### Records provided
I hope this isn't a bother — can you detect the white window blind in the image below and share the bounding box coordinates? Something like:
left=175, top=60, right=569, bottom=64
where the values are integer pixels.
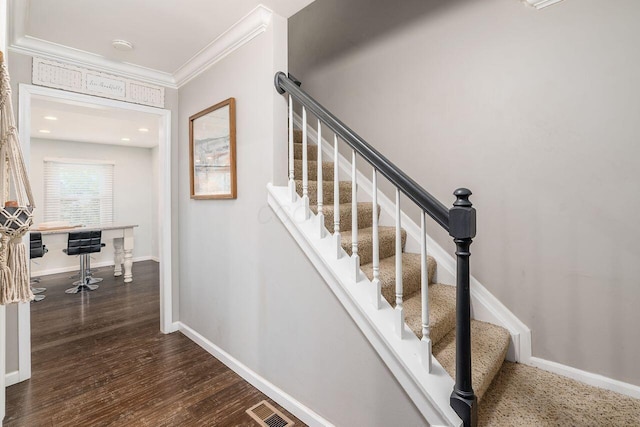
left=44, top=159, right=114, bottom=226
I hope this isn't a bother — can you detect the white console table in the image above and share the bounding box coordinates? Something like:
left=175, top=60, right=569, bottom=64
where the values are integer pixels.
left=37, top=224, right=138, bottom=283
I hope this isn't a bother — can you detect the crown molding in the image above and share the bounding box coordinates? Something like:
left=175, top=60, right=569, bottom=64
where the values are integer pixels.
left=9, top=36, right=176, bottom=89
left=173, top=5, right=273, bottom=87
left=7, top=0, right=273, bottom=89
left=523, top=0, right=562, bottom=9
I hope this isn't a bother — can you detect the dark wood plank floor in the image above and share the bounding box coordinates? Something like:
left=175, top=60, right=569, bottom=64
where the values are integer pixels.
left=4, top=261, right=304, bottom=427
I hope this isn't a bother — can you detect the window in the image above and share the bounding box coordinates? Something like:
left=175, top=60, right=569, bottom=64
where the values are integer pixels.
left=44, top=159, right=114, bottom=226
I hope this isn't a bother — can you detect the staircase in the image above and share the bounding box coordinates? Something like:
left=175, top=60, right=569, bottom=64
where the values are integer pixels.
left=268, top=73, right=640, bottom=427
left=294, top=129, right=510, bottom=400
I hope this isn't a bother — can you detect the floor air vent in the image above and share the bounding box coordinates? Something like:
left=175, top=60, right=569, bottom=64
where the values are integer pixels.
left=247, top=400, right=293, bottom=427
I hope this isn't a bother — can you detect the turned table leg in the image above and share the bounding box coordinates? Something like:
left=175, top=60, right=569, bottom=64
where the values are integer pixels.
left=113, top=237, right=124, bottom=277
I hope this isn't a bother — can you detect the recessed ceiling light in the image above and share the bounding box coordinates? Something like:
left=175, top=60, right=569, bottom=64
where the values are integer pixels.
left=111, top=40, right=133, bottom=52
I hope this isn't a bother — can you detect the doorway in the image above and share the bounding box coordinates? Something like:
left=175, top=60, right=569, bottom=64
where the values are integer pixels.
left=16, top=84, right=177, bottom=382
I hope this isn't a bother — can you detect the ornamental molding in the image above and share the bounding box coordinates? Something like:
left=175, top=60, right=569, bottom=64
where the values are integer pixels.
left=523, top=0, right=562, bottom=9
left=7, top=0, right=273, bottom=89
left=31, top=58, right=164, bottom=108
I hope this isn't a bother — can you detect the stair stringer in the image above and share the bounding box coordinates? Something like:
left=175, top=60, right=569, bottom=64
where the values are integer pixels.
left=294, top=113, right=532, bottom=363
left=267, top=184, right=462, bottom=426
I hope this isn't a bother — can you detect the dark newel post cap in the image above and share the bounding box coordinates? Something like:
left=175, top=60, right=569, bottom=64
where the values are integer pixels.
left=453, top=188, right=473, bottom=207
left=449, top=188, right=476, bottom=239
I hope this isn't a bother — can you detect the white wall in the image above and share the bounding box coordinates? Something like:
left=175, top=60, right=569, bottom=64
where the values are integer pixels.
left=177, top=16, right=424, bottom=426
left=150, top=146, right=159, bottom=260
left=289, top=0, right=640, bottom=385
left=29, top=138, right=158, bottom=275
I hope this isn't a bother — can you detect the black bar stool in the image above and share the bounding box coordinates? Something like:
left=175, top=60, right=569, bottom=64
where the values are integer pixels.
left=29, top=231, right=49, bottom=302
left=63, top=231, right=104, bottom=294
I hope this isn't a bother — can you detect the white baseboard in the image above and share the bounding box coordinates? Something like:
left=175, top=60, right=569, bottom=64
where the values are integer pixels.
left=177, top=322, right=333, bottom=427
left=4, top=371, right=20, bottom=387
left=33, top=255, right=160, bottom=276
left=523, top=357, right=640, bottom=399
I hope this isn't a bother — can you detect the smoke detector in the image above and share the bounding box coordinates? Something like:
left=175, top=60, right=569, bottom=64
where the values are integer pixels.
left=111, top=40, right=133, bottom=52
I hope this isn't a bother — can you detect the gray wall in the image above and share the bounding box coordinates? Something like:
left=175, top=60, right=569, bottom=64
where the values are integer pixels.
left=177, top=16, right=424, bottom=426
left=289, top=0, right=640, bottom=385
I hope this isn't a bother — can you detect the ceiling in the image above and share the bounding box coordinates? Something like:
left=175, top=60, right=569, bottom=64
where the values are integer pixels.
left=31, top=97, right=160, bottom=148
left=8, top=0, right=313, bottom=87
left=8, top=0, right=313, bottom=147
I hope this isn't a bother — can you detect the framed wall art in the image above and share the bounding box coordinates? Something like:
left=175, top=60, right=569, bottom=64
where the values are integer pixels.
left=189, top=98, right=236, bottom=199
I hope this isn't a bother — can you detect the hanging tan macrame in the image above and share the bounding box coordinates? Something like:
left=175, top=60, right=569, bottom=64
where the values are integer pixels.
left=0, top=52, right=35, bottom=304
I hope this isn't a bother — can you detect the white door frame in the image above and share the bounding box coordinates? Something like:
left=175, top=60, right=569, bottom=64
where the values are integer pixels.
left=18, top=84, right=177, bottom=381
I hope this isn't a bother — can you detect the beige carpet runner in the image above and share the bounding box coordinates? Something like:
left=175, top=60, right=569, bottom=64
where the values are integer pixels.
left=294, top=130, right=640, bottom=426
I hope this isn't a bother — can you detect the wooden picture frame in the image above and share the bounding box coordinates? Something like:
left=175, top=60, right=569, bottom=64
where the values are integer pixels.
left=189, top=98, right=237, bottom=199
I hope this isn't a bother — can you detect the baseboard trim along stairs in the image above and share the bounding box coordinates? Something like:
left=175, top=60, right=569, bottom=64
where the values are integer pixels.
left=267, top=78, right=635, bottom=426
left=175, top=322, right=333, bottom=427
left=267, top=184, right=460, bottom=425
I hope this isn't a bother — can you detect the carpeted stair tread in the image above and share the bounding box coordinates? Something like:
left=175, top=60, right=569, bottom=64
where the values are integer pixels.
left=310, top=200, right=380, bottom=235
left=433, top=320, right=510, bottom=400
left=295, top=179, right=351, bottom=206
left=341, top=227, right=407, bottom=265
left=360, top=253, right=436, bottom=307
left=403, top=283, right=456, bottom=343
left=478, top=362, right=640, bottom=427
left=293, top=159, right=333, bottom=181
left=293, top=142, right=318, bottom=160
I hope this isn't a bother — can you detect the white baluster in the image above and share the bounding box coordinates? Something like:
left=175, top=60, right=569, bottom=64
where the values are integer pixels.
left=351, top=150, right=360, bottom=282
left=302, top=105, right=309, bottom=219
left=333, top=134, right=342, bottom=258
left=371, top=169, right=382, bottom=310
left=395, top=188, right=404, bottom=338
left=289, top=95, right=298, bottom=202
left=316, top=119, right=324, bottom=239
left=420, top=212, right=431, bottom=372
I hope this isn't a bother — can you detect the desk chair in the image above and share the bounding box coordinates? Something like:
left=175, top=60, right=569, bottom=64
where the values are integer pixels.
left=29, top=231, right=49, bottom=302
left=62, top=231, right=104, bottom=294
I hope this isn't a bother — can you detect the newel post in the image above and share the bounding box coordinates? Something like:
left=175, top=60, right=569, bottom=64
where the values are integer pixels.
left=449, top=188, right=478, bottom=427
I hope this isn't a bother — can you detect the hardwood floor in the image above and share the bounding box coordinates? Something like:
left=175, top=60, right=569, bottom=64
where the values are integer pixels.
left=4, top=261, right=304, bottom=427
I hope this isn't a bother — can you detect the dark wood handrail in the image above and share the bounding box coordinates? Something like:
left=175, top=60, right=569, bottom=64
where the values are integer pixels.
left=274, top=71, right=478, bottom=427
left=275, top=71, right=449, bottom=231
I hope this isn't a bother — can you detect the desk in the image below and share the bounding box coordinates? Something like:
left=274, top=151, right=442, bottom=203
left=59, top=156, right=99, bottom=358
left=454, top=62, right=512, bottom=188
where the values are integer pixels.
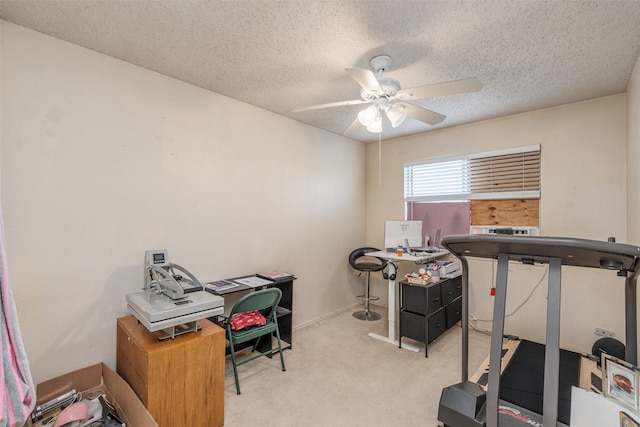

### Stated exercise
Rewrite the lines starting with the line containing "dark wood plank" and going on through the line containing "left=294, top=129, right=510, bottom=400", replacing "integer pixels" with "whole-number pixels" and keeping everything else unchanged.

### Written answer
I hope this isn't a bother — can you detect the dark wood plank floor in the image above and share the bounding box coordinates? Something like:
left=175, top=60, right=569, bottom=64
where the values are whole-number pixels.
left=4, top=261, right=304, bottom=427
I hope this isn't a bother — can you detect the window in the image above and share the bounding box coordinates? Something like:
left=175, top=60, right=569, bottom=64
where the values are whole-number pixels.
left=44, top=159, right=114, bottom=226
I hope this isn't a bother — can you detect the staircase in the image above and share the bounding box coordinates? Something like:
left=175, top=60, right=569, bottom=64
where the values are whole-number pixels.
left=268, top=73, right=640, bottom=427
left=294, top=129, right=510, bottom=400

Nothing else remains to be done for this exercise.